START Given information
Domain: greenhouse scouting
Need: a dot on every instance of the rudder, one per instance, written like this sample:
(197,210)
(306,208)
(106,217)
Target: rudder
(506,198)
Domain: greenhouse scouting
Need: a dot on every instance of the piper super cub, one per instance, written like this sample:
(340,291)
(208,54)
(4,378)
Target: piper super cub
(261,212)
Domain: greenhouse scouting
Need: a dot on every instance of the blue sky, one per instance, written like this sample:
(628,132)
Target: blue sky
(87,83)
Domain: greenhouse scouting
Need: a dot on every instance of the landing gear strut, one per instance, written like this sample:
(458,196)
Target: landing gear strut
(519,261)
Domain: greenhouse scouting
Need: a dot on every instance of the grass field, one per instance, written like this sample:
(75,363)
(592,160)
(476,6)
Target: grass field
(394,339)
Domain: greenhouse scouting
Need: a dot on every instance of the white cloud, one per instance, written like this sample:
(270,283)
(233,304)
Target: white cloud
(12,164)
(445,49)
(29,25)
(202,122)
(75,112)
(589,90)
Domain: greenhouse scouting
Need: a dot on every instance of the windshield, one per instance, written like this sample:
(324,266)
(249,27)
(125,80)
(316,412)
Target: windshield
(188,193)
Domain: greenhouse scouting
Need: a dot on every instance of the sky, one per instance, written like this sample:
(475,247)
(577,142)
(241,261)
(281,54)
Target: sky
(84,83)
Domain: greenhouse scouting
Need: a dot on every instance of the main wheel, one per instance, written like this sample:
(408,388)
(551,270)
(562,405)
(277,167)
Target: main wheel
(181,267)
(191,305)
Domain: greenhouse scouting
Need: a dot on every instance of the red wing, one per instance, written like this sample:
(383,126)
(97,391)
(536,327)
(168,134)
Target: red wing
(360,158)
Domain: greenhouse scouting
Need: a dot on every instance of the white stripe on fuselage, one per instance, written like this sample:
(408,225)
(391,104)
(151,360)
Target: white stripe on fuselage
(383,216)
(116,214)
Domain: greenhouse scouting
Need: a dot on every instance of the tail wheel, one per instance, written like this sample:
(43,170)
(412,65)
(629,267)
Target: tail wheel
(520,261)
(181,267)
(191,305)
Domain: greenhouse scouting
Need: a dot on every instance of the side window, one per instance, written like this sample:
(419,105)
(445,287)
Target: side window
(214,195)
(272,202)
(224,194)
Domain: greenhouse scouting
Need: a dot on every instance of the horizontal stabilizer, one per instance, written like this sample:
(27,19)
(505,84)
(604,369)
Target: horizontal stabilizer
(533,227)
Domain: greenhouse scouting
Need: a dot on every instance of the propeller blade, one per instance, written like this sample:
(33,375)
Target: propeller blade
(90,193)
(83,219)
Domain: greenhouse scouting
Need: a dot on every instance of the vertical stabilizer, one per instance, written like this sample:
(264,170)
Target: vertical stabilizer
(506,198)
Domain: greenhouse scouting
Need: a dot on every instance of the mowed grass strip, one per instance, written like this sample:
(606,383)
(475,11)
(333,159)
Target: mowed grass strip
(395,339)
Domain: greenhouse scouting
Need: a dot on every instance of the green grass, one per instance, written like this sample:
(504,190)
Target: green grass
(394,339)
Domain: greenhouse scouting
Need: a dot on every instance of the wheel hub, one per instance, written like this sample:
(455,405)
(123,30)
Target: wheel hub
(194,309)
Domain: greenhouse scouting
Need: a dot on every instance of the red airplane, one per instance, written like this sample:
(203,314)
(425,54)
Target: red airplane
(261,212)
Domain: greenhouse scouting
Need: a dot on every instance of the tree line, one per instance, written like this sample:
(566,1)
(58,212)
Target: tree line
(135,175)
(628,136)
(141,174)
END Given information
_Work required_: Output the complete data verbatim.

_Task response_:
Domain: greenhouse scouting
Need: a dot on every instance of the rudder, one per instance, written like this sample:
(197,210)
(306,208)
(106,217)
Target: rudder
(506,198)
Domain: greenhouse scouting
Need: a dot on every instance of the piper super cub, one per instance, written like this sample:
(340,291)
(208,54)
(4,378)
Target: piper super cub
(261,212)
Domain: greenhouse scouting
Need: a dot on every instance of the blue sky, one per instance, written like this sample:
(628,132)
Target: blue sky
(87,83)
Domain: greenhouse scouting
Need: a dot on every instance of the landing gear strut, one per instance, written like this sample:
(458,196)
Target: landing gear strut
(519,261)
Domain: greenhouse scouting
Need: a dot on every instance of the grass field, one per instance, written like this sample:
(75,363)
(592,160)
(476,6)
Target: grass field
(394,339)
Domain: greenhouse scouting
Need: a dot on every instance of the white cloud, one per instance, written like this sample:
(270,283)
(233,304)
Target: white cloud
(12,164)
(445,49)
(29,25)
(202,122)
(75,112)
(589,90)
Domain: greenhouse scouting
Need: a dot on every instance of the windshield, one per instance, written like this sample:
(324,266)
(249,27)
(125,80)
(316,412)
Target: windshield
(188,193)
Domain: greenhouse scouting
Need: a dot on every instance of the sky, one per instance, written like this sample:
(475,247)
(577,142)
(241,261)
(281,54)
Target: sky
(84,83)
Domain: greenhouse scouting
Need: a dot on every instance of the main wheel, one per instance, written like this sample:
(408,388)
(551,270)
(562,405)
(277,167)
Target: main wheel
(181,267)
(191,305)
Domain: greenhouse scouting
Need: a dot on every instance of the red wing, one per instance, written like this sample:
(383,126)
(97,391)
(536,327)
(168,134)
Target: red wing
(360,158)
Domain: greenhouse scouting
Need: a dot on every instance of the white stripe on fuselage, one per instance, written like this sample:
(408,225)
(391,104)
(151,360)
Target: white stripe on fuselage
(383,216)
(116,214)
Domain: greenhouse scouting
Need: a dot on every instance of the tail wheel, one per instance, written like this sample:
(43,170)
(412,65)
(629,267)
Target: tail wheel
(520,261)
(181,267)
(191,305)
Domain: greenhouse scouting
Need: a dot on every instance of the side window, one per instance, written like this sample:
(419,105)
(445,287)
Target: side window
(214,195)
(272,202)
(224,194)
Domain: greenhouse scouting
Need: a dot on every instance of the horizontal stabilizer, one per instance, written like this sample:
(27,19)
(505,84)
(604,369)
Target: horizontal stabilizer
(533,227)
Domain: greenhouse scouting
Need: a dot on every instance of the propeller blade, one per instance, written like this sample:
(33,375)
Target: propeller blade
(90,193)
(83,219)
Domain: greenhouse scouting
Need: a dot on every instance of the vertical stabilizer, one per instance, written like this sample:
(264,170)
Target: vertical stabilizer
(506,198)
Domain: greenhouse scouting
Need: a dot on every instance of the mowed grass strip, one per instance, written like this sample:
(606,383)
(475,11)
(333,159)
Target: mowed grass strip
(395,339)
Domain: greenhouse scouting
Need: a dot on every instance of the green grass, one per instance, written like this sample:
(504,190)
Target: green grass
(394,339)
Domain: greenhouse scouting
Need: a dot on every instance of the wheel hub, one per instance, written like this sample:
(455,405)
(123,30)
Target: wheel hub
(194,309)
Domain: greenhouse scouting
Need: a dot on every instance of the red airplane, one per instance, written like this sample:
(203,314)
(425,54)
Target: red airplane
(261,212)
Domain: greenhouse scouting
Need: a dot on every instance of the tree line, one per instance, written like this sample:
(566,1)
(58,212)
Target: tree line
(135,175)
(628,136)
(141,174)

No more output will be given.